- [Record set]
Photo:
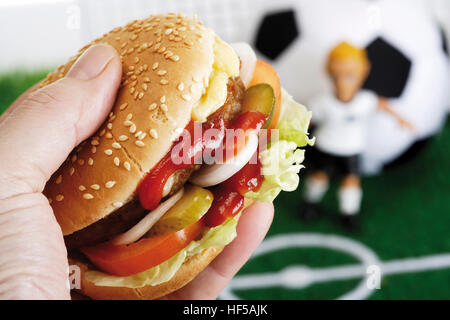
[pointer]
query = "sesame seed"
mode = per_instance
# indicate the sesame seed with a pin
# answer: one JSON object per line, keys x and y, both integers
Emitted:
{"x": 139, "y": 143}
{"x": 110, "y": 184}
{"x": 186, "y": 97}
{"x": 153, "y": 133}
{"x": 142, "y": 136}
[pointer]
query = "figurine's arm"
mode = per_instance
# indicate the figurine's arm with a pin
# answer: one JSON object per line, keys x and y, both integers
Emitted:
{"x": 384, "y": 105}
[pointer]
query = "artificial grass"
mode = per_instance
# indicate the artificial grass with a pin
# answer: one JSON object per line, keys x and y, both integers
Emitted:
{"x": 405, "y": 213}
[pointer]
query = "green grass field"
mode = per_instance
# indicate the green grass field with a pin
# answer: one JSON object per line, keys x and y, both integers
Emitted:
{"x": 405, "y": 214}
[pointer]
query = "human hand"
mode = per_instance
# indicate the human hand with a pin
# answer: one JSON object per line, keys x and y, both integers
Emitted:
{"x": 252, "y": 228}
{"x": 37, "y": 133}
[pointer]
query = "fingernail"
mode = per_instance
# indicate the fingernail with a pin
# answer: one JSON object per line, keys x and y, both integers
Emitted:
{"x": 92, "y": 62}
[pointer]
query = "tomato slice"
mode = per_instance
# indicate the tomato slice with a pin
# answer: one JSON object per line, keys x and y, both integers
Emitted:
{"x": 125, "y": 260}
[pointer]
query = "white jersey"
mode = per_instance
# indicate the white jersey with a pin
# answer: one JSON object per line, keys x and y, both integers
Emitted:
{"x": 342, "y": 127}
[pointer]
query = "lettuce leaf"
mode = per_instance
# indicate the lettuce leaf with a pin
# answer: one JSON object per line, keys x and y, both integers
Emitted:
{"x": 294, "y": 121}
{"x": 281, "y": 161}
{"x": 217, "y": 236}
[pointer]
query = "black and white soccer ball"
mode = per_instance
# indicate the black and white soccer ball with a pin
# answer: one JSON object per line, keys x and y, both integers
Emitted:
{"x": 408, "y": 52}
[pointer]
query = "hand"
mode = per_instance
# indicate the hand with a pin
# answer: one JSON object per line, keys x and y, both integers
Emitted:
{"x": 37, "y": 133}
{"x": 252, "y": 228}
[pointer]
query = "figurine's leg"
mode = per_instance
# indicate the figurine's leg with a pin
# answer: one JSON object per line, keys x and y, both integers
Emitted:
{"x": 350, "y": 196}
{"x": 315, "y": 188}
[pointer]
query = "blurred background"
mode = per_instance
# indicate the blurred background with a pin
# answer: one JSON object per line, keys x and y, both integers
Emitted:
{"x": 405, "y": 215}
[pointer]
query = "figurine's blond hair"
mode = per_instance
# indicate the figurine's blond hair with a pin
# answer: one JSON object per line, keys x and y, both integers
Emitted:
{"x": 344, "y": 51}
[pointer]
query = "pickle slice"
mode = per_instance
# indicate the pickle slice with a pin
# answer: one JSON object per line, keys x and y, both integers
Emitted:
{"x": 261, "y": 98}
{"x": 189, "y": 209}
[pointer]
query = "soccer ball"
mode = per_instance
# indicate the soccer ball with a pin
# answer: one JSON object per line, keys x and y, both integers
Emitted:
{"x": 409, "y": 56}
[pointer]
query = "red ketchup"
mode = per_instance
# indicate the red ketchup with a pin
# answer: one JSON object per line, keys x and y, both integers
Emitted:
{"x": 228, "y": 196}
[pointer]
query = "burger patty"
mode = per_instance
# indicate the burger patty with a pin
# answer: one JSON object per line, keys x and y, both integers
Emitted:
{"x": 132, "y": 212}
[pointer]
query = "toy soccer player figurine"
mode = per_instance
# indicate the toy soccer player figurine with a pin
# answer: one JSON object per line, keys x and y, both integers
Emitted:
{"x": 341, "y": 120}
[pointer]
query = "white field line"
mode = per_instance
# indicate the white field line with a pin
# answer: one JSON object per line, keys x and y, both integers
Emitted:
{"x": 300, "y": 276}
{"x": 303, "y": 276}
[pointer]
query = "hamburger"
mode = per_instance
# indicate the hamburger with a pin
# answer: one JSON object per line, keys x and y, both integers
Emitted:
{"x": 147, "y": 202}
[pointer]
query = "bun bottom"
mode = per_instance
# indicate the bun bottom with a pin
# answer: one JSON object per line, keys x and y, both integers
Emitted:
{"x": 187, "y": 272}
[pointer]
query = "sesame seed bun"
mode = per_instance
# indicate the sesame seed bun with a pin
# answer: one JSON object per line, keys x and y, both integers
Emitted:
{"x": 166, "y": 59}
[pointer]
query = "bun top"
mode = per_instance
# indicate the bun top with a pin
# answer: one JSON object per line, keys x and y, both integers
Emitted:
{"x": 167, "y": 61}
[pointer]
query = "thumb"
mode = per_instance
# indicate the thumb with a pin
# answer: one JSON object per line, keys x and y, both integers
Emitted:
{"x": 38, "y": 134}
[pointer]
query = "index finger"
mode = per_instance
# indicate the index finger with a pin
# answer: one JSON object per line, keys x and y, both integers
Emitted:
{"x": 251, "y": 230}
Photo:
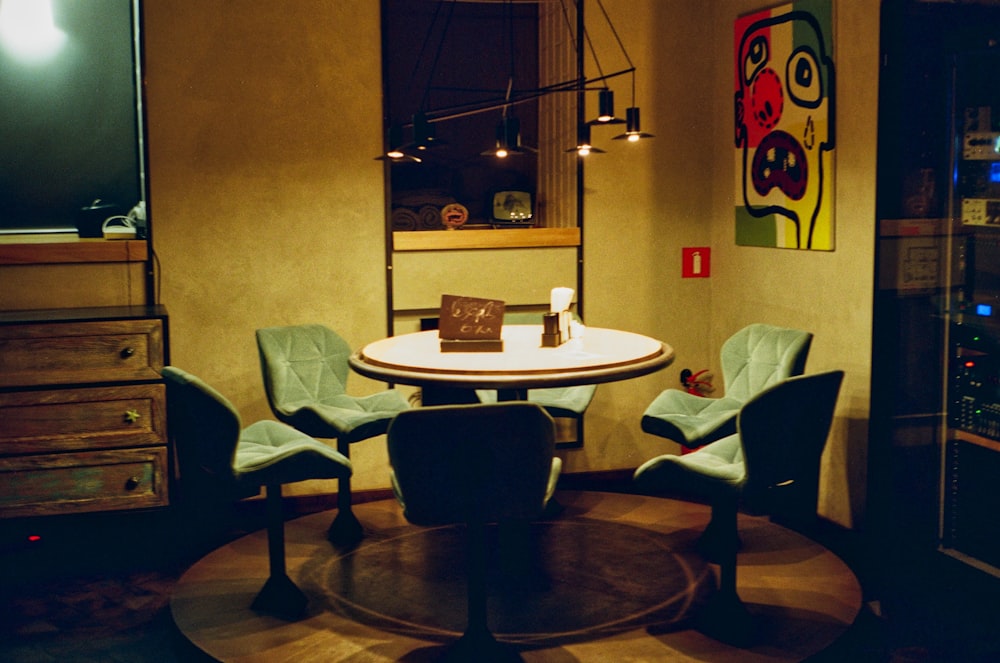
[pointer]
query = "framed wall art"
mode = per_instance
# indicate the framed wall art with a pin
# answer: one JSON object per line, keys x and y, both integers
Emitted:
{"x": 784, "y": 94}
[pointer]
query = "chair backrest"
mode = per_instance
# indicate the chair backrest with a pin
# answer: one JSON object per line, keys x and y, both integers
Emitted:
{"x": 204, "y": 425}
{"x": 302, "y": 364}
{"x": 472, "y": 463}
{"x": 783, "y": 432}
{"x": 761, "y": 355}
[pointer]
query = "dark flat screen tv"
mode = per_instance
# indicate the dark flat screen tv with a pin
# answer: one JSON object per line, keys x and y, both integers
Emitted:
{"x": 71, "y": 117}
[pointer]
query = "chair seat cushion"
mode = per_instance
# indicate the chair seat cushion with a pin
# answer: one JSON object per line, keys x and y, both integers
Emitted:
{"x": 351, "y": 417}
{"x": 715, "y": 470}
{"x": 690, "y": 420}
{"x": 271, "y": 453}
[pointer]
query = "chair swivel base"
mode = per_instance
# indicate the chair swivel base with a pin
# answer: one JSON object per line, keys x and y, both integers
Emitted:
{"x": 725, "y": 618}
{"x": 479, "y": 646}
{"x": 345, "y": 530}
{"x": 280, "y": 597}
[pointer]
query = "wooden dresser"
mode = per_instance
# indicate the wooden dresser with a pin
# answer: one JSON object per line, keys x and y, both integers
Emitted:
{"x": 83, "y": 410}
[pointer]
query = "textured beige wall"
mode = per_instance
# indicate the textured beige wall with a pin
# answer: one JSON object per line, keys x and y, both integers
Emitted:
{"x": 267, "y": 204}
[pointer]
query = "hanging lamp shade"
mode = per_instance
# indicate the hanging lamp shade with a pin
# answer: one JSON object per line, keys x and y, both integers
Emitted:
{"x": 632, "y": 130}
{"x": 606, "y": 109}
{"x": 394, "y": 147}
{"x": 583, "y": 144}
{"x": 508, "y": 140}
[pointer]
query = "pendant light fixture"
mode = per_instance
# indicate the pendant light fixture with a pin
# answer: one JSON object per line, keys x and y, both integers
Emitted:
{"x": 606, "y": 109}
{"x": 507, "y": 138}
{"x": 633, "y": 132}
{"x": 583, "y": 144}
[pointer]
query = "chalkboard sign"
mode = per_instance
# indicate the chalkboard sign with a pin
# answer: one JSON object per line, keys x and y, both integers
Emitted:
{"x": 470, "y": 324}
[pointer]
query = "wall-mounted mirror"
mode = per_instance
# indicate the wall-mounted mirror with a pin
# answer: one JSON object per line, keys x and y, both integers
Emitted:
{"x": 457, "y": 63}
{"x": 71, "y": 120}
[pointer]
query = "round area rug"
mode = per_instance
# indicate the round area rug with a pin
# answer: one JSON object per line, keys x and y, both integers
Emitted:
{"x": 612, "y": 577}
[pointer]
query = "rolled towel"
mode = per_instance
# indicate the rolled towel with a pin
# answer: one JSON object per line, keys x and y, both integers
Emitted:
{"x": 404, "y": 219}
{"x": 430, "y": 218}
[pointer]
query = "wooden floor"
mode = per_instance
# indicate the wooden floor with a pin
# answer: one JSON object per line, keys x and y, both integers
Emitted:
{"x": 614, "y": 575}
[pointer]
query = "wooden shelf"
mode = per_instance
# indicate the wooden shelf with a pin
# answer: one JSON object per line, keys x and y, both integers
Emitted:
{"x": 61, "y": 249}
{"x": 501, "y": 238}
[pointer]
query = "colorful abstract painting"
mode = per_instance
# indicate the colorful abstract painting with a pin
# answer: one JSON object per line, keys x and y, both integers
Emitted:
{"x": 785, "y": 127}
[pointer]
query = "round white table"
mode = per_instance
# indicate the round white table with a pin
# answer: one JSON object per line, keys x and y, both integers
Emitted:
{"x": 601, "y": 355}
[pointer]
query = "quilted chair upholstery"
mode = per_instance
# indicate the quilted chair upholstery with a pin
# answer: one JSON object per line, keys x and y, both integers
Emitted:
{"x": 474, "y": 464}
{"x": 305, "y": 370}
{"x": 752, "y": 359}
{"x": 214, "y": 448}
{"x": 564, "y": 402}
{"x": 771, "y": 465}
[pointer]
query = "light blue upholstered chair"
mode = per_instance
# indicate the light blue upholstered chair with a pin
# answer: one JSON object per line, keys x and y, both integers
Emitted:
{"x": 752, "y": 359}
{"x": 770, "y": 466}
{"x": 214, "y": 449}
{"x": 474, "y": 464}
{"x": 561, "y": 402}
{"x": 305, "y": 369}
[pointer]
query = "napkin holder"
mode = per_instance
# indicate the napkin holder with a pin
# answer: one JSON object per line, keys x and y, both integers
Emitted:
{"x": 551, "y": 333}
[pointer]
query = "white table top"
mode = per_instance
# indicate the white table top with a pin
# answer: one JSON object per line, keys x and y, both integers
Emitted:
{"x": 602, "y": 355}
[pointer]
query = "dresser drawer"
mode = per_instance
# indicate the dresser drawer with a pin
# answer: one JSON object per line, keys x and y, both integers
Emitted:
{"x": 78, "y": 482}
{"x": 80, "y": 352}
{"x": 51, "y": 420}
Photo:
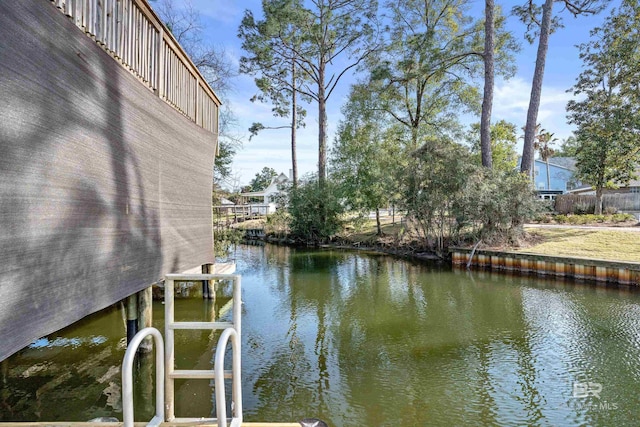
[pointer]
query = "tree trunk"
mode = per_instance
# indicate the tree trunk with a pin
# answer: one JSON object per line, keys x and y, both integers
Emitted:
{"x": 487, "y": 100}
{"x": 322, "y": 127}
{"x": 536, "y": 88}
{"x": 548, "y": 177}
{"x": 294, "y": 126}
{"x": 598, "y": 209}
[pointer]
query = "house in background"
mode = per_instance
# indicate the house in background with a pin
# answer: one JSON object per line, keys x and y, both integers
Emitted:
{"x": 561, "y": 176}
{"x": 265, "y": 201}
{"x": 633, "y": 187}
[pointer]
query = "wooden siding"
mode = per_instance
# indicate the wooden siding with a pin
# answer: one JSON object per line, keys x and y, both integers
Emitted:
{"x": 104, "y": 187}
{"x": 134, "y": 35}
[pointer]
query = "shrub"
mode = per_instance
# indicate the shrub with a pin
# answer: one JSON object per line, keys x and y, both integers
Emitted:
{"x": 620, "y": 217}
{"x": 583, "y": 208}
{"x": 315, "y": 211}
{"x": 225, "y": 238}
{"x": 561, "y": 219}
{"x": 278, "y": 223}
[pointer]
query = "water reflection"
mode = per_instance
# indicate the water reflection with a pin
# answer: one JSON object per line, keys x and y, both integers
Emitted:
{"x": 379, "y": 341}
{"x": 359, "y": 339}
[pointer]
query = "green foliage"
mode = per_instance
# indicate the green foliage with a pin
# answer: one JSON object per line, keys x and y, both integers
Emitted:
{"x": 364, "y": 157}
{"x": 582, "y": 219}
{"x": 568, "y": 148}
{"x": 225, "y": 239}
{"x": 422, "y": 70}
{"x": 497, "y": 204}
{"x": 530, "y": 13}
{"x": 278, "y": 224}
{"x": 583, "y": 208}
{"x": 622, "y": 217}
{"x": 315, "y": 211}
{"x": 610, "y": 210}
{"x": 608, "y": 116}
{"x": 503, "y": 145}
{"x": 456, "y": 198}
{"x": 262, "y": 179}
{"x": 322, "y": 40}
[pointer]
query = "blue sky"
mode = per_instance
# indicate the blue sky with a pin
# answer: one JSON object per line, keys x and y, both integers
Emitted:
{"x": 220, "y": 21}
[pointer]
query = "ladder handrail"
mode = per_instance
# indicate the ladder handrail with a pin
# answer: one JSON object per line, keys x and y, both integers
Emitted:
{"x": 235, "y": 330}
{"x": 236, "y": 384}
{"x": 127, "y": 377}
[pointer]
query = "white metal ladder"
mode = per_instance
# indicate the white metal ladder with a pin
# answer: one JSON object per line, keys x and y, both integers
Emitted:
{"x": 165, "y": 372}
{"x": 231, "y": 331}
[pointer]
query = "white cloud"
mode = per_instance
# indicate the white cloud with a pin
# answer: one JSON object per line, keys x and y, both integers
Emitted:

- [What you should do] Please extract each line of the entries above that contains the string "ball", copying every such line in full.

- [Correct output]
query = "black and white soccer ball"
# indicate the black and white soccer ball with a pin
query = "soccer ball"
# indicate the soccer ball with a pin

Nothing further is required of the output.